_Kurze Übung 1_.
Beantworten Sie anhand des Beschlusses folgende Fragen:
(a) Welches Aktenzeichen trägt der Beschluss?
(b) Vom welchem Tag ist die Klage, deren aufschiebende Wirkung vorläufig wiederhergestellt wird?
(c) Nach welchem Artikel welches Gesetzes wurde die beschränkte Erlaubnis erteilt?
_Kurze Übung 2_. Schreiben Sie aus dem Beschluss alles von „Die Antragstellerin wendet“ bis hinunter zu „Bayerisches Wassergesetz (BayWG).“ wortgetreu ab.

_Angezeigter Text_.
Baurecht

Schiebebeschluss, Hängebeschluss, Einstweiliger Rechtschutz des Nachbarn gegen eine beschränkte Erlaubnis nach Art. 15 BayWG u.a. zur Grundwasseraufstauung

Aktenzeichen  M 2 S 21.2866

Datum:
4.6.2021
Rechtsgebiet:
Fundstelle:
BeckRS – 2021, 14998
Gerichtsart:
VG
Gerichtsort:
München
Rechtsweg:
Verwaltungsgerichtsbarkeit
Normen:
VwGO § 80
VwGO § 80a
GG Art. 19 Abs. 4
BayWG Art. 15

 

Leitsatz

Tenor

Die aufschiebende Wirkung der Klage vom 27. Mai 2021 (M 2 K 21.2865) gegen Nummer I.2. des Bescheids der … … vom 10. Mai 2021 ( …) wird bis zur Entscheidung über den Eilantrag der Antragstellerin vom 31. Mai 2021 (M 2 S 21.2866) vorläufig wiederhergestellt, soweit der Bescheid die Beigeladene zur Vornahme von baulichen Maßnahmen an der Grenze zum Grundstück der Antragstellerin ( …straße 5, … …) berechtigt.

Gründe

I.
Die Antragstellerin wendet sich gegen eine der Beigeladenen im Zusammenhang eines Bauvorhabens durch eine kreisfreie Gemeinde erteilte beschränkte Erlaubnis nach Art. 15 Bayerisches Wassergesetz (BayWG).

_Gegebene Angaben_.
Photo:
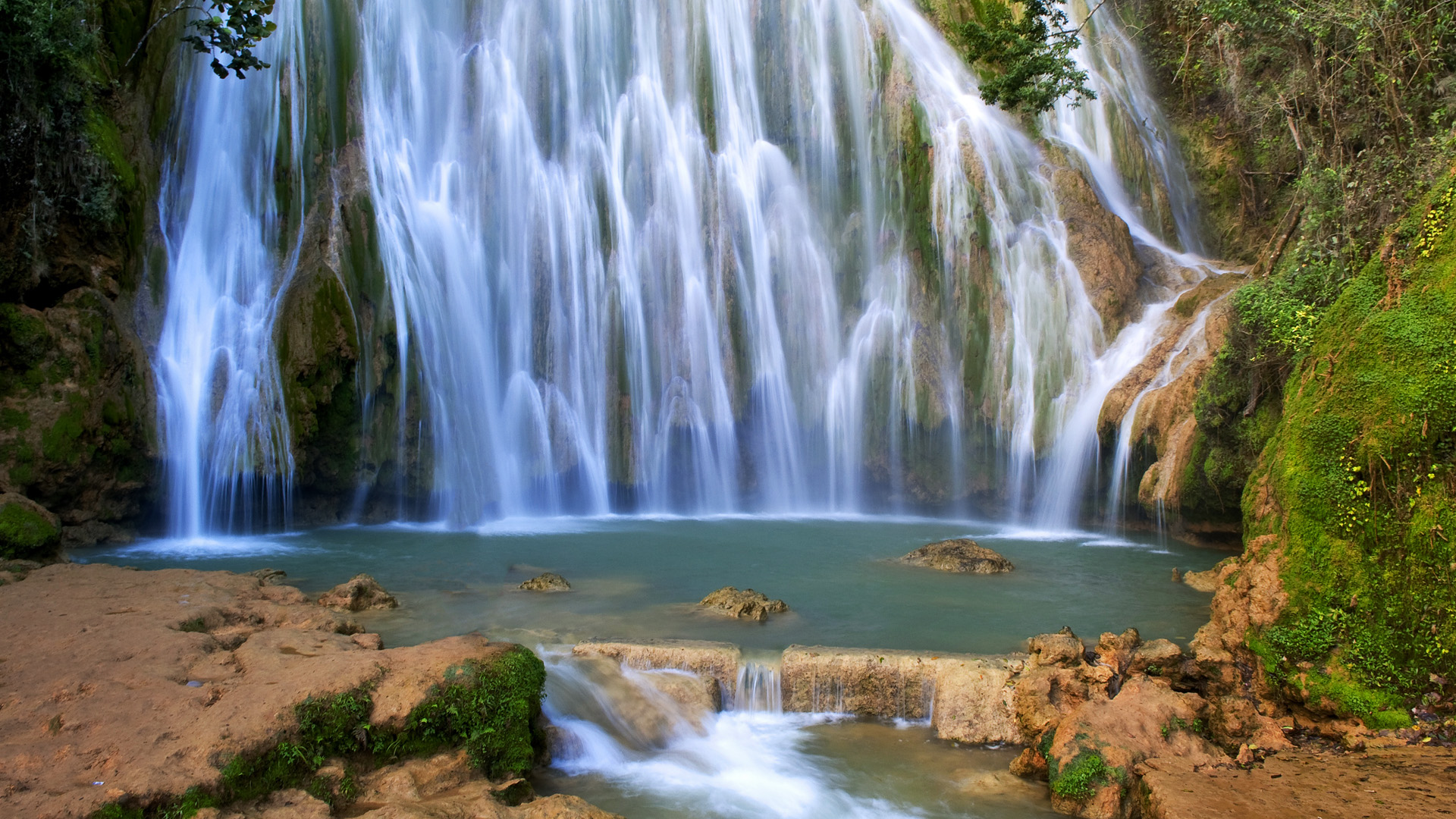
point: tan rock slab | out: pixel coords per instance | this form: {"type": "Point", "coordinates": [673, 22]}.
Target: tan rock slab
{"type": "Point", "coordinates": [715, 664]}
{"type": "Point", "coordinates": [104, 695]}
{"type": "Point", "coordinates": [967, 697]}
{"type": "Point", "coordinates": [1402, 783]}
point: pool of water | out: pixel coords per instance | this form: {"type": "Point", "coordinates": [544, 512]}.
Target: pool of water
{"type": "Point", "coordinates": [635, 577]}
{"type": "Point", "coordinates": [641, 577]}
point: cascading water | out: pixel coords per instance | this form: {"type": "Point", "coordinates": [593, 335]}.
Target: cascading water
{"type": "Point", "coordinates": [619, 726]}
{"type": "Point", "coordinates": [673, 257]}
{"type": "Point", "coordinates": [231, 254]}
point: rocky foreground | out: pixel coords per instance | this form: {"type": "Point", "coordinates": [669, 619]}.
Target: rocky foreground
{"type": "Point", "coordinates": [1120, 730]}
{"type": "Point", "coordinates": [134, 691]}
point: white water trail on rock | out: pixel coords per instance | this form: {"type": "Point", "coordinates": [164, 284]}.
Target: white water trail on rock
{"type": "Point", "coordinates": [733, 764]}
{"type": "Point", "coordinates": [229, 256]}
{"type": "Point", "coordinates": [1191, 344]}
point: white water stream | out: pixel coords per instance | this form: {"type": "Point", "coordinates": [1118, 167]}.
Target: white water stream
{"type": "Point", "coordinates": [229, 257]}
{"type": "Point", "coordinates": [664, 257]}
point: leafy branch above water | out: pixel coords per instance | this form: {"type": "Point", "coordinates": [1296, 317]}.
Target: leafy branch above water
{"type": "Point", "coordinates": [237, 36]}
{"type": "Point", "coordinates": [1027, 57]}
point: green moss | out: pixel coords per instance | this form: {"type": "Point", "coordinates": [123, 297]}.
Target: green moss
{"type": "Point", "coordinates": [25, 534]}
{"type": "Point", "coordinates": [485, 707]}
{"type": "Point", "coordinates": [1362, 472]}
{"type": "Point", "coordinates": [1081, 777]}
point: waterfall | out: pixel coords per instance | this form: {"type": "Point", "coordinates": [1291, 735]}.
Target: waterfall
{"type": "Point", "coordinates": [229, 256]}
{"type": "Point", "coordinates": [685, 257]}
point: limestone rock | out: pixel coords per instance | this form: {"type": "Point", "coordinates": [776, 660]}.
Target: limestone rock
{"type": "Point", "coordinates": [115, 704]}
{"type": "Point", "coordinates": [1203, 580]}
{"type": "Point", "coordinates": [962, 556]}
{"type": "Point", "coordinates": [359, 594]}
{"type": "Point", "coordinates": [546, 582]}
{"type": "Point", "coordinates": [714, 664]}
{"type": "Point", "coordinates": [967, 697]}
{"type": "Point", "coordinates": [268, 576]}
{"type": "Point", "coordinates": [1145, 720]}
{"type": "Point", "coordinates": [743, 605]}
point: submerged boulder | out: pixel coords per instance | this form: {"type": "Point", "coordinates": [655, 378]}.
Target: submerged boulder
{"type": "Point", "coordinates": [962, 556]}
{"type": "Point", "coordinates": [359, 594]}
{"type": "Point", "coordinates": [745, 605]}
{"type": "Point", "coordinates": [546, 582]}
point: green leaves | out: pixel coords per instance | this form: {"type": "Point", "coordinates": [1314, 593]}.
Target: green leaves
{"type": "Point", "coordinates": [235, 37]}
{"type": "Point", "coordinates": [1027, 60]}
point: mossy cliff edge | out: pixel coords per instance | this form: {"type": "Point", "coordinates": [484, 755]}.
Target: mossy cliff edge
{"type": "Point", "coordinates": [182, 689]}
{"type": "Point", "coordinates": [1345, 602]}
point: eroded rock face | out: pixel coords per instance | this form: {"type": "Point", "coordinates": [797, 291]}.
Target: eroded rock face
{"type": "Point", "coordinates": [359, 594]}
{"type": "Point", "coordinates": [546, 582]}
{"type": "Point", "coordinates": [715, 664]}
{"type": "Point", "coordinates": [147, 681]}
{"type": "Point", "coordinates": [743, 605]}
{"type": "Point", "coordinates": [968, 698]}
{"type": "Point", "coordinates": [1147, 719]}
{"type": "Point", "coordinates": [962, 556]}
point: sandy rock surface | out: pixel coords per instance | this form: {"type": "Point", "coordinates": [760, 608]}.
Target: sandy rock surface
{"type": "Point", "coordinates": [960, 556]}
{"type": "Point", "coordinates": [546, 582]}
{"type": "Point", "coordinates": [967, 697]}
{"type": "Point", "coordinates": [714, 664]}
{"type": "Point", "coordinates": [743, 605]}
{"type": "Point", "coordinates": [359, 594]}
{"type": "Point", "coordinates": [1404, 783]}
{"type": "Point", "coordinates": [139, 684]}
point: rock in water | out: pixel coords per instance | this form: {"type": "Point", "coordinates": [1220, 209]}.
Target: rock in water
{"type": "Point", "coordinates": [746, 605]}
{"type": "Point", "coordinates": [960, 554]}
{"type": "Point", "coordinates": [360, 594]}
{"type": "Point", "coordinates": [546, 582]}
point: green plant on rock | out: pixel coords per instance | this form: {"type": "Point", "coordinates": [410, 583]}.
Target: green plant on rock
{"type": "Point", "coordinates": [1082, 776]}
{"type": "Point", "coordinates": [25, 534]}
{"type": "Point", "coordinates": [488, 707]}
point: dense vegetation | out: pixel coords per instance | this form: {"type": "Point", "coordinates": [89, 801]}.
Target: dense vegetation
{"type": "Point", "coordinates": [1326, 134]}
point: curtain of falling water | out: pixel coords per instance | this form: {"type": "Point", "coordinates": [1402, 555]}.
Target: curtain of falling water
{"type": "Point", "coordinates": [651, 243]}
{"type": "Point", "coordinates": [229, 257]}
{"type": "Point", "coordinates": [654, 256]}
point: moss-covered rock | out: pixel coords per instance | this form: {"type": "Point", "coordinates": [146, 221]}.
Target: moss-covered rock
{"type": "Point", "coordinates": [1357, 487]}
{"type": "Point", "coordinates": [27, 529]}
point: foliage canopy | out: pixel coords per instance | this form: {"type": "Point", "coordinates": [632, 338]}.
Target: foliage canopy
{"type": "Point", "coordinates": [1027, 58]}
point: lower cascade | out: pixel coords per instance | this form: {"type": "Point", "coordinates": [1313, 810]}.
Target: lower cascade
{"type": "Point", "coordinates": [688, 259]}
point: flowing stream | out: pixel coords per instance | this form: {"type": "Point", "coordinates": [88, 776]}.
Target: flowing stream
{"type": "Point", "coordinates": [672, 257]}
{"type": "Point", "coordinates": [688, 257]}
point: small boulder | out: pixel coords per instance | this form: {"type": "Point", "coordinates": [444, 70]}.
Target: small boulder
{"type": "Point", "coordinates": [268, 576]}
{"type": "Point", "coordinates": [1203, 580]}
{"type": "Point", "coordinates": [546, 582]}
{"type": "Point", "coordinates": [745, 605]}
{"type": "Point", "coordinates": [962, 556]}
{"type": "Point", "coordinates": [362, 592]}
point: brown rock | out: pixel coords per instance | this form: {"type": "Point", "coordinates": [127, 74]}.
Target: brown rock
{"type": "Point", "coordinates": [1299, 783]}
{"type": "Point", "coordinates": [1030, 764]}
{"type": "Point", "coordinates": [714, 664]}
{"type": "Point", "coordinates": [96, 679]}
{"type": "Point", "coordinates": [968, 698]}
{"type": "Point", "coordinates": [962, 556]}
{"type": "Point", "coordinates": [1100, 246]}
{"type": "Point", "coordinates": [1203, 580]}
{"type": "Point", "coordinates": [1156, 657]}
{"type": "Point", "coordinates": [1145, 720]}
{"type": "Point", "coordinates": [546, 582]}
{"type": "Point", "coordinates": [359, 594]}
{"type": "Point", "coordinates": [745, 605]}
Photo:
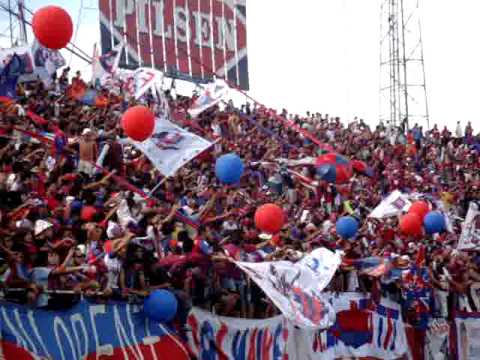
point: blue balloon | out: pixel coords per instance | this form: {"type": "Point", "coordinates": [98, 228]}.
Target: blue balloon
{"type": "Point", "coordinates": [434, 222]}
{"type": "Point", "coordinates": [346, 227]}
{"type": "Point", "coordinates": [160, 306]}
{"type": "Point", "coordinates": [229, 168]}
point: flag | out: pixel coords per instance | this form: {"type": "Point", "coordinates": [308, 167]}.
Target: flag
{"type": "Point", "coordinates": [144, 79]}
{"type": "Point", "coordinates": [9, 76]}
{"type": "Point", "coordinates": [295, 288]}
{"type": "Point", "coordinates": [372, 266]}
{"type": "Point", "coordinates": [211, 95]}
{"type": "Point", "coordinates": [170, 147]}
{"type": "Point", "coordinates": [46, 62]}
{"type": "Point", "coordinates": [393, 205]}
{"type": "Point", "coordinates": [470, 237]}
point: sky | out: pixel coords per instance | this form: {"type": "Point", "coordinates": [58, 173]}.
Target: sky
{"type": "Point", "coordinates": [323, 55]}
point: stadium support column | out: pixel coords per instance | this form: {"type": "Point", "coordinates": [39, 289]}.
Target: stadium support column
{"type": "Point", "coordinates": [403, 92]}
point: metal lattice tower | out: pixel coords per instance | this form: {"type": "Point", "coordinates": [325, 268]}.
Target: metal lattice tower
{"type": "Point", "coordinates": [403, 92]}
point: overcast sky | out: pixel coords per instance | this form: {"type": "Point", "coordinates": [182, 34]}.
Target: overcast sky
{"type": "Point", "coordinates": [323, 55]}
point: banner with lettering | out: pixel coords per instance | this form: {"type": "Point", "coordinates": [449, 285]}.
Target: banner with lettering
{"type": "Point", "coordinates": [37, 60]}
{"type": "Point", "coordinates": [361, 330]}
{"type": "Point", "coordinates": [218, 338]}
{"type": "Point", "coordinates": [296, 288]}
{"type": "Point", "coordinates": [85, 331]}
{"type": "Point", "coordinates": [468, 336]}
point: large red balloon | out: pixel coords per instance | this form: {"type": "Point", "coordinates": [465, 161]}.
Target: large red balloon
{"type": "Point", "coordinates": [420, 208]}
{"type": "Point", "coordinates": [269, 218]}
{"type": "Point", "coordinates": [411, 224]}
{"type": "Point", "coordinates": [52, 27]}
{"type": "Point", "coordinates": [138, 123]}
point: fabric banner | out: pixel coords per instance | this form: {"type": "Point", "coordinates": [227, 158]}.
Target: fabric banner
{"type": "Point", "coordinates": [470, 237]}
{"type": "Point", "coordinates": [437, 344]}
{"type": "Point", "coordinates": [295, 288]}
{"type": "Point", "coordinates": [360, 331]}
{"type": "Point", "coordinates": [37, 61]}
{"type": "Point", "coordinates": [85, 331]}
{"type": "Point", "coordinates": [132, 83]}
{"type": "Point", "coordinates": [170, 147]}
{"type": "Point", "coordinates": [210, 96]}
{"type": "Point", "coordinates": [392, 205]}
{"type": "Point", "coordinates": [468, 336]}
{"type": "Point", "coordinates": [220, 338]}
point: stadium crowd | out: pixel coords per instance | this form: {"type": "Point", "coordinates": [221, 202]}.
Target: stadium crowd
{"type": "Point", "coordinates": [71, 229]}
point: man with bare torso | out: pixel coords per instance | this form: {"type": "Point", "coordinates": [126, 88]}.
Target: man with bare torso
{"type": "Point", "coordinates": [88, 152]}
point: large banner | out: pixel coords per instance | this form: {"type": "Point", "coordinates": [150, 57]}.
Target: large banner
{"type": "Point", "coordinates": [295, 288]}
{"type": "Point", "coordinates": [170, 147]}
{"type": "Point", "coordinates": [37, 61]}
{"type": "Point", "coordinates": [86, 331]}
{"type": "Point", "coordinates": [470, 237]}
{"type": "Point", "coordinates": [360, 331]}
{"type": "Point", "coordinates": [468, 336]}
{"type": "Point", "coordinates": [190, 39]}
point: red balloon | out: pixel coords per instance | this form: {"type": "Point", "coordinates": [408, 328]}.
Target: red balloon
{"type": "Point", "coordinates": [269, 218]}
{"type": "Point", "coordinates": [420, 208]}
{"type": "Point", "coordinates": [138, 123]}
{"type": "Point", "coordinates": [411, 224]}
{"type": "Point", "coordinates": [52, 27]}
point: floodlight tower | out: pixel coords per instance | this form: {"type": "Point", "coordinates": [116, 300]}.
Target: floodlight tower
{"type": "Point", "coordinates": [403, 91]}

_Ergebnis der Übung 1_.
(a) M 2 S 21.2866
(b) Vom 27. Mai 2021
(c) Nach Art. 15 Bayerisches Wassergesetz (BayWG)

_Ergebnis der Übung 2_.
Die Antragstellerin wendet sich gegen eine der Beigeladenen im Zusammenhang eines Bauvorhabens durch eine kreisfreie Gemeinde erteilte beschränkte Erlaubnis nach Art. 15 Bayerisches Wassergesetz (BayWG).